EXERCISE DESCRIPTION> Each line below must be reproduced exactly, though the pictures are to be dropped.

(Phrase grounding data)
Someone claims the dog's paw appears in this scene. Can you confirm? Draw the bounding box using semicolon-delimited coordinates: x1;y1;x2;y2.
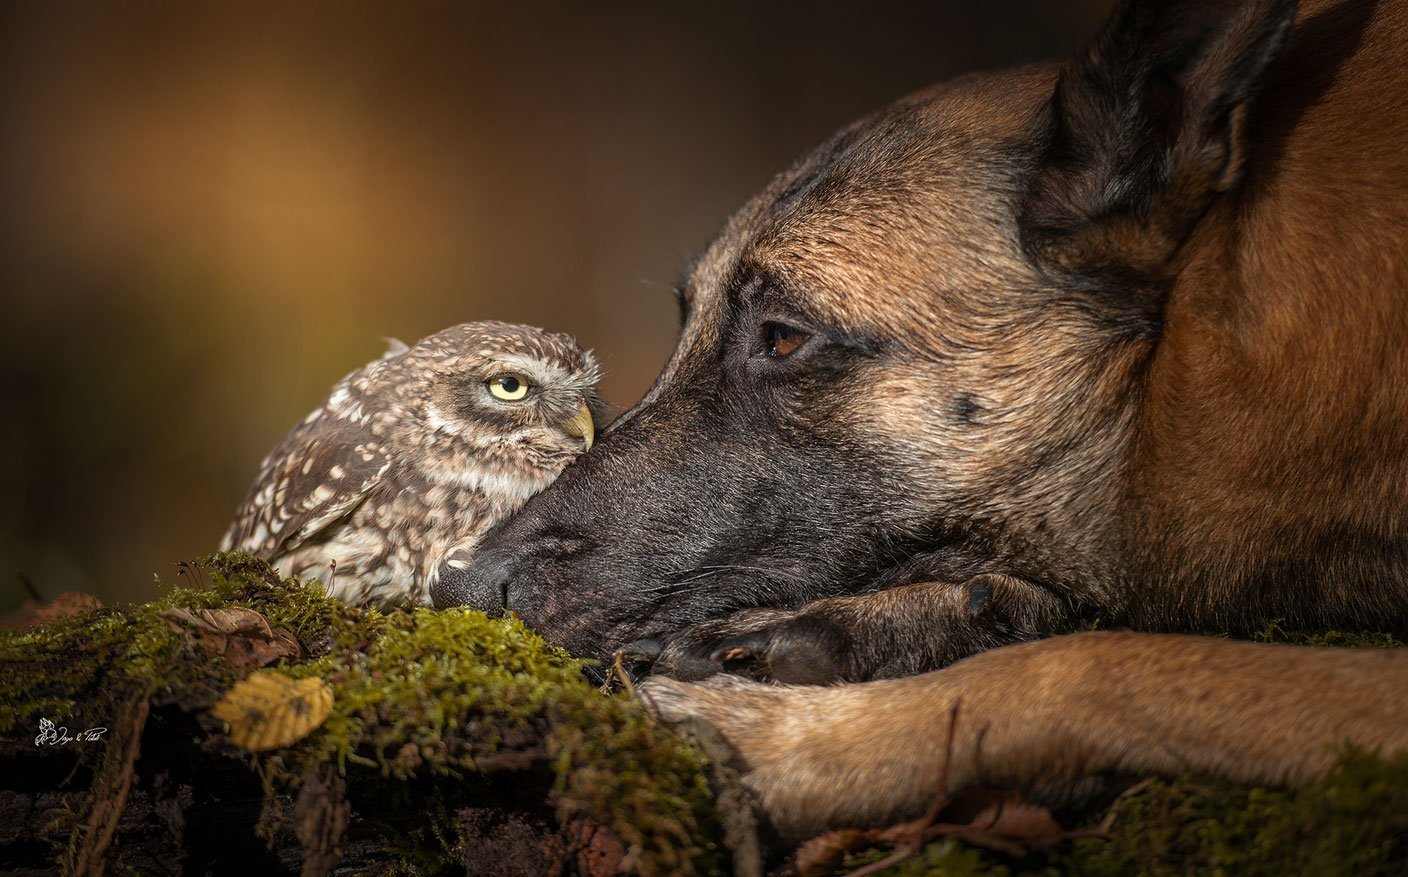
637;675;822;838
638;674;948;843
648;610;857;683
637;673;772;724
706;616;856;684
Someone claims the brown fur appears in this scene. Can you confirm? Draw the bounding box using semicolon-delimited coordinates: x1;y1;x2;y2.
643;634;1408;842
436;0;1408;840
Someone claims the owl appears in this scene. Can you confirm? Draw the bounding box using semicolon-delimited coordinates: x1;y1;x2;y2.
220;321;600;607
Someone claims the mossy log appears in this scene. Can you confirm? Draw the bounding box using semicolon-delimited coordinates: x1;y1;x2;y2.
1;554;1405;876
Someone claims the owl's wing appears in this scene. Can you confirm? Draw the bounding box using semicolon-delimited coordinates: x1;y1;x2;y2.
221;409;394;561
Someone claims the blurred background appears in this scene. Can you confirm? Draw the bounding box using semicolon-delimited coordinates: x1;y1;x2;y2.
0;0;1112;605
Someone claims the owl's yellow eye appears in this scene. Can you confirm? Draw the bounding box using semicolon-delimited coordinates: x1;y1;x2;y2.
487;373;531;400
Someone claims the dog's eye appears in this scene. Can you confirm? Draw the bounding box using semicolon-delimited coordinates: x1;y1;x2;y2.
764;322;810;358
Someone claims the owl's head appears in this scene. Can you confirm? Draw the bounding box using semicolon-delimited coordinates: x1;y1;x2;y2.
386;321;603;463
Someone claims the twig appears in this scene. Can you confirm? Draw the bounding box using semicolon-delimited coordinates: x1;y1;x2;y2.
67;697;151;877
599;651;636;695
18;572;42;603
175;560;209;590
1092;777;1156;835
843;701;962;877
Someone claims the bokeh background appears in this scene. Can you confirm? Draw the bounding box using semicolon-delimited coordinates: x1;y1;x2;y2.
0;0;1112;605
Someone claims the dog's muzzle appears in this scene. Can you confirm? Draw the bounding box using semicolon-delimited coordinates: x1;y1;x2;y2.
431;554;512;613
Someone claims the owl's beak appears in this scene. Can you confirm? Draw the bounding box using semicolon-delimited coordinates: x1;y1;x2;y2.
561;401;595;451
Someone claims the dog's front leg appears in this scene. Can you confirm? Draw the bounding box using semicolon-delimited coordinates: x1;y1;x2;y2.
639;573;1072;682
640;632;1408;845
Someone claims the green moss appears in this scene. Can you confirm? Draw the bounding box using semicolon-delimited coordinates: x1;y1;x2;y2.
551;688;722;874
5;558;1402;876
830;750;1408;877
1061;748;1408;877
834;621;1407;877
841;839;1012;877
282;602;722;873
0;554;721;876
1250;620;1403;649
0;551;358;734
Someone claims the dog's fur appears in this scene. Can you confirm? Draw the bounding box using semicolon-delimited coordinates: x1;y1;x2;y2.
435;0;1408;840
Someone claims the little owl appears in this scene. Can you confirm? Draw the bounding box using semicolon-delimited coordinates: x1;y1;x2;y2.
220;321;600;607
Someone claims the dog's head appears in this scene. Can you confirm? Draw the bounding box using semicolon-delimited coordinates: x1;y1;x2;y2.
434;0;1299;659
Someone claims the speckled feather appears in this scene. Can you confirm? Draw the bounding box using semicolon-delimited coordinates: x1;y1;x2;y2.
220;321;600;607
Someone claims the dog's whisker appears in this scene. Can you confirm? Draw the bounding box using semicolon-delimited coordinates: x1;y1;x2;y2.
674;564;810;585
635;568;732;598
632;564;812;610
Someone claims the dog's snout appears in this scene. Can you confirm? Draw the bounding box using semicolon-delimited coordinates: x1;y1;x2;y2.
431;554;512;612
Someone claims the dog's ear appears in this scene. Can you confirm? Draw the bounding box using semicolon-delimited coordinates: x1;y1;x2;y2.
1021;0;1298;288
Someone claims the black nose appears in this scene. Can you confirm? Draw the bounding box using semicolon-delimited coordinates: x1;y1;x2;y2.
431;554;512;612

RESPONSE BELOW>
Someone claims the dog's paw appears in this scene. Can you confirm? Draw the bounding box using semicolon-delimited coordinates: x1;y1;x2;y2.
637;675;822;838
638;674;948;843
648;610;857;683
637;673;772;724
706;616;856;684
Someone claims the brown fur appears in this scene. Can you confirm? Draw the bounding box using semicolon-delimited coordinates: x1;y1;x2;y2.
643;634;1408;842
436;0;1408;840
Someone claims the owl appears in this scene. Can you confirm? Draw the bounding box using semicolon-delimited coordinates: x1;y1;x2;y2.
220;321;600;607
Someone claims the mossy log appears in this scene. Can you confirm? Draw the bounding box using semicolon-delimited coordinates: x1;y1;x2;y2.
1;554;1405;876
Someone claims the owl's wing appears in this scene. Can you confirm? Draw the bounding box using semicolon-delimited coordinates: x1;y1;x2;y2.
221;409;394;561
Someone claims the blurred background appears in this scene. Can you confirm? Draw the bounding box using semicolon-delimited coordinates: x1;y1;x2;y2.
0;0;1112;605
Someone claims the owl's yellow eye appears in this scene. Can you confirm? Draw the bounding box using semicolon-delimited coordinates: x1;y1;x2;y2.
487;373;531;400
Someone claims the dog's eye appears in this scene. Can you confirm? Draw the bounding box using semicolon-delimited coordinates: x1;y1;x2;y2.
764;322;810;358
Someone claims the owl's head appears in this scene. Can you confirm? Draw the bounding box using semicolon-delimited coordinates: x1;y1;x2;y2.
386;321;603;463
Someone claims the twig appears in this scene. Can you confirm? Draw the bounding box using semicolon-delimited coordinates: x1;y1;x2;y2.
67;697;151;877
599;651;636;695
18;572;42;603
175;560;209;590
1092;777;1156;835
843;701;962;877
Someone claims the bokeh background appears in this scene. Can you confirm? Draw the bounding box using semicolon-delimited coordinates: x1;y1;x2;y2.
0;0;1112;605
Someone claims the dog's muzzle appears in this scene. Can you confirm? Draw the bounding box using semicolon-delimited coordinates: x1;y1;x2;y2.
431;554;512;613
Someone claims the owl's beak appears in this scene. Can you confirm? Draw the bounding box using semicolon-delimited coordinates: x1;y1;x2;y2.
561;401;595;451
Someone claims the dog's front leg appears in this scene. Can you confirm? Draw the bounding box using semicolon-delimited coordinates: x1;y1;x2;y2.
639;573;1072;682
640;632;1408;845
Someone claims the green moss appears in this scene. Can you confirm? Draw the bounding box using semicolon-delimited coordinates: x1;y1;x2;y2.
551;688;722;874
5;558;1402;876
830;750;1408;877
1061;748;1408;877
834;621;1407;877
841;839;1012;877
282;602;722;873
0;554;721;876
1250;620;1403;649
0;551;358;734
Someone claims the dog's fur appears in this scene. Can you confirm? Draw the bounding box using semicolon-delimited coordinates: x1;y1;x2;y2.
435;0;1408;840
Someone claims the little owl appears in this scene. Can you confirm? Draw the bounding box using semicolon-delimited coordinates: x1;y1;x2;y2.
220;321;600;607
Someone claims the dog's head appears in this scene. Can you confirm? Draw the bounding box using semicolon-delimited coordinates: x1;y1;x2;y2.
434;0;1299;659
Someone claims the speckled feather appears in this scene. Can you confirm? Draw the bounding box using semicolon-delimited coordinates: x1;y1;x2;y2.
220;321;600;607
Someone claims the dog's whisker appears in this scene. Can you confirm? Draw the bounding box using semicolon-delimited coordinates: x1;y1;x2;y2.
674;564;810;585
635;568;732;598
632;564;812;610
Someone claims the dog's snout appears in this scene. Can you confirm? Draw the bounding box using semicolon-delimited coordinates: x1;y1;x2;y2.
431;554;512;612
Someone claims the dog's ear appears in this scene. Can you confirm? Draw the bounding box using semicolon-delimited coordinates: x1;y1;x2;y2.
1021;0;1298;288
Someone claims the black nose appears in this scene. Can you confirm? Draw the bounding box using semicolon-delimited coordinates: x1;y1;x2;y2.
431;554;512;612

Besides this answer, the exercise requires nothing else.